**TEXT BLOCK**
By the end of the 1980s, Tom Cruise had 12 full movie credits to his name. He’d worked with Francis Ford Coppola, Martin Scorsese and Ridley Scott. He'd headlined a Best Picture winner (Rain Man) and been a box office record-breaker (Top Gun.) He was already being heralded as a megastar, someone who would define Hollywood of the '90s. all he needed to top off this successful decade was his first Oscar nomination. And hoo boy, did he have the role of a lifetime – and the ultimate celebrity narrative – that would land him it.

Time. "Tom Terrific." December 25, 1989. Richard Corliss.

(Read the piece here.)

It’s always so fascinating to read pieces on Tom Cruise that predate his couch-jumping years. I largely think of him as being defined by his mid-2000s era of Scientology zealotry, TomKat showboating, and complete abandonment of relatable normalcy (well, that and him being Lestat.) His current image of a near-invincible action man, the Last Movie-Star who has shaken off the shadow of Xenu through eye-watering stunt work and gargantuan blockbuster spectacle, wasn’t guaranteed after he went off in the deep end. Remember when he was weird about Brooke Shield- using antidepressants after she had her child? Or his “glib” argument with Matt Lauer? And the bloody couch? But even before all of that, I have only ever known of Cruise as a massively famous person, a kind of famous that few people, living or dead, have ever achieved. So, I was fascinated to see how he was talked about when he was still climbing the ranks.

**GIVEN PROBLEM A**
Retype the part of the Tom Cruise piece from "By the end of" to "the piece here.)".

**ENTRIES PROVIDED**
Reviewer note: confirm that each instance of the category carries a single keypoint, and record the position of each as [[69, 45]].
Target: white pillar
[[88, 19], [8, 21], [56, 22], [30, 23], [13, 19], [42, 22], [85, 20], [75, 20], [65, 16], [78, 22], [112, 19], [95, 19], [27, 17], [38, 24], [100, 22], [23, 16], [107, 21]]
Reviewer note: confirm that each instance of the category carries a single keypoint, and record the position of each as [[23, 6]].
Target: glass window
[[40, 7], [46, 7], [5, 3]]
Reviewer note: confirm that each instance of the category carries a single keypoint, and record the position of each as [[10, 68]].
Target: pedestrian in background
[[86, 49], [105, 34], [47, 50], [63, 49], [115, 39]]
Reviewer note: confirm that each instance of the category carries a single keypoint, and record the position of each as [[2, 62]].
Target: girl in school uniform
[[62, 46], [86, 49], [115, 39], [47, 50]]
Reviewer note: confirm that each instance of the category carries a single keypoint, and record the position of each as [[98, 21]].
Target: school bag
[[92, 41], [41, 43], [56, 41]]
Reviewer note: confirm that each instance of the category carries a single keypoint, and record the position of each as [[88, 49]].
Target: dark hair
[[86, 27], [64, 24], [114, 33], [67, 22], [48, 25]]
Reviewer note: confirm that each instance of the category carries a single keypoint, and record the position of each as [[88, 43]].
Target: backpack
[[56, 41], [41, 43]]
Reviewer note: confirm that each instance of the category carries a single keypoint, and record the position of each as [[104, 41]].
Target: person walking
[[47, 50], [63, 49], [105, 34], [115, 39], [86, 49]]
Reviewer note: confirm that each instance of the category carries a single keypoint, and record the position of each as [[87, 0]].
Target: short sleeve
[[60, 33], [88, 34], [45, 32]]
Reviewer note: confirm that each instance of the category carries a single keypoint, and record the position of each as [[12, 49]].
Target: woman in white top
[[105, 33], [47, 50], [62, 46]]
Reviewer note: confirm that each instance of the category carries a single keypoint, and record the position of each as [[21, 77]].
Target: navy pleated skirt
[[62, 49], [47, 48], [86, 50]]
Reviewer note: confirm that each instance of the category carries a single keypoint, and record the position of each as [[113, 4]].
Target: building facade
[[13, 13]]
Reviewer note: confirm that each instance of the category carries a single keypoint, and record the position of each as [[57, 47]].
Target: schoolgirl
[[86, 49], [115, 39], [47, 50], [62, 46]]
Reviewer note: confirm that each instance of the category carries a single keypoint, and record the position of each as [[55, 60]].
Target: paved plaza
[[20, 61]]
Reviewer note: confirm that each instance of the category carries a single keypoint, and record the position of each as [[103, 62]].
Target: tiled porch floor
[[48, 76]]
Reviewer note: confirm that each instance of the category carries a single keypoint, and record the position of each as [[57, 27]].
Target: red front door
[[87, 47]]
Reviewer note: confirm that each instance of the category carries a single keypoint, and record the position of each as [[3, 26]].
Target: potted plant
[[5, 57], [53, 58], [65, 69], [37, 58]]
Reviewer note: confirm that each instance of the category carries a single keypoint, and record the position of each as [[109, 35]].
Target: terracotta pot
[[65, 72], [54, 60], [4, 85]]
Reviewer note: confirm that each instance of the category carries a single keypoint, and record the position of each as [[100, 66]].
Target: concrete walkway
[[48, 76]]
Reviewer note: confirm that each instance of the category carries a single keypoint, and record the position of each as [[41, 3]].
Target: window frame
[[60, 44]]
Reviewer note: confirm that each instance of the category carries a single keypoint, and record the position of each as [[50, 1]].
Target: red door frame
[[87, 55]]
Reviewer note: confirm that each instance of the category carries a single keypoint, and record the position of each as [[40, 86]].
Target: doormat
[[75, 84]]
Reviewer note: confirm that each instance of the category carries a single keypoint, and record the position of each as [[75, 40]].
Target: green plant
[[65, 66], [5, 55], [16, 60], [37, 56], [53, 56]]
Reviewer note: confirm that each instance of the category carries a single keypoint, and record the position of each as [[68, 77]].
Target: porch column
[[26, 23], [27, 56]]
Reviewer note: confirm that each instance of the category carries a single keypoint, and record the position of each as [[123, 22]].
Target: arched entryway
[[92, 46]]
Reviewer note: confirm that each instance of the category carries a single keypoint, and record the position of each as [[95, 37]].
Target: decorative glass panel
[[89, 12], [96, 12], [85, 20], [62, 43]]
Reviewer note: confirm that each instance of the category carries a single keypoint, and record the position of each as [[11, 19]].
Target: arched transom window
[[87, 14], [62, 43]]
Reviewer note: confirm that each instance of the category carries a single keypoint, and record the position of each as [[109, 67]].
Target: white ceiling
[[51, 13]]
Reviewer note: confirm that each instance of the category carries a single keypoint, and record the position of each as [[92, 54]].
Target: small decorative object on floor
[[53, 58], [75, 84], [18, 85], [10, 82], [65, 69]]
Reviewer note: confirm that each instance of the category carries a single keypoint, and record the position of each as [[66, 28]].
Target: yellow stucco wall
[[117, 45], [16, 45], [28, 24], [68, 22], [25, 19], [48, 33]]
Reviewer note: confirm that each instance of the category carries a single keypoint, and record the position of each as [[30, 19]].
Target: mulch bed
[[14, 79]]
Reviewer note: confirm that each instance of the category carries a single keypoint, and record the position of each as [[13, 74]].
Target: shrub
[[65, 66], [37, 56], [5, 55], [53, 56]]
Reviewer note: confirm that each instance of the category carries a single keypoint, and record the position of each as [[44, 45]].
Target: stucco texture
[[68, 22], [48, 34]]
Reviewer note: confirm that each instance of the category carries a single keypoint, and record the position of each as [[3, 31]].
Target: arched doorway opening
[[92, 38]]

**GIVEN PROBLEM B**
Take the rows from the start to the line with "[[40, 7], [46, 7], [5, 3]]" and replace "Reviewer note" with "Annotator note", leaving everything else as it is. Give back only those lines.

**FULL ANSWER A**
By the end of the 1980s, Tom Cruise had 12 full movie credits to his name. He’d worked with Francis Ford Coppola, Martin Scorsese and Ridley Scott. He'd headlined a Best Picture winner (Rain Man) and been a box office record-breaker (Top Gun.) He was already being heralded as a megastar, someone who would define Hollywood of the '90s. all he needed to top off this successful decade was his first Oscar nomination. And hoo boy, did he have the role of a lifetime – and the ultimate celebrity narrative – that would land him it.

Time. "Tom Terrific." December 25, 1989. Richard Corliss.

(Read the piece here.)

**FULL ANSWER B**
Annotator note: confirm that each instance of the category carries a single keypoint, and record the position of each as [[69, 45]].
Target: white pillar
[[88, 19], [8, 21], [56, 22], [30, 23], [13, 19], [42, 22], [85, 20], [75, 20], [65, 16], [78, 22], [112, 19], [95, 19], [27, 17], [38, 24], [100, 22], [23, 16], [107, 21]]
Annotator note: confirm that each instance of the category carries a single keypoint, and record the position of each as [[23, 6]].
Target: glass window
[[40, 7], [46, 7], [5, 3]]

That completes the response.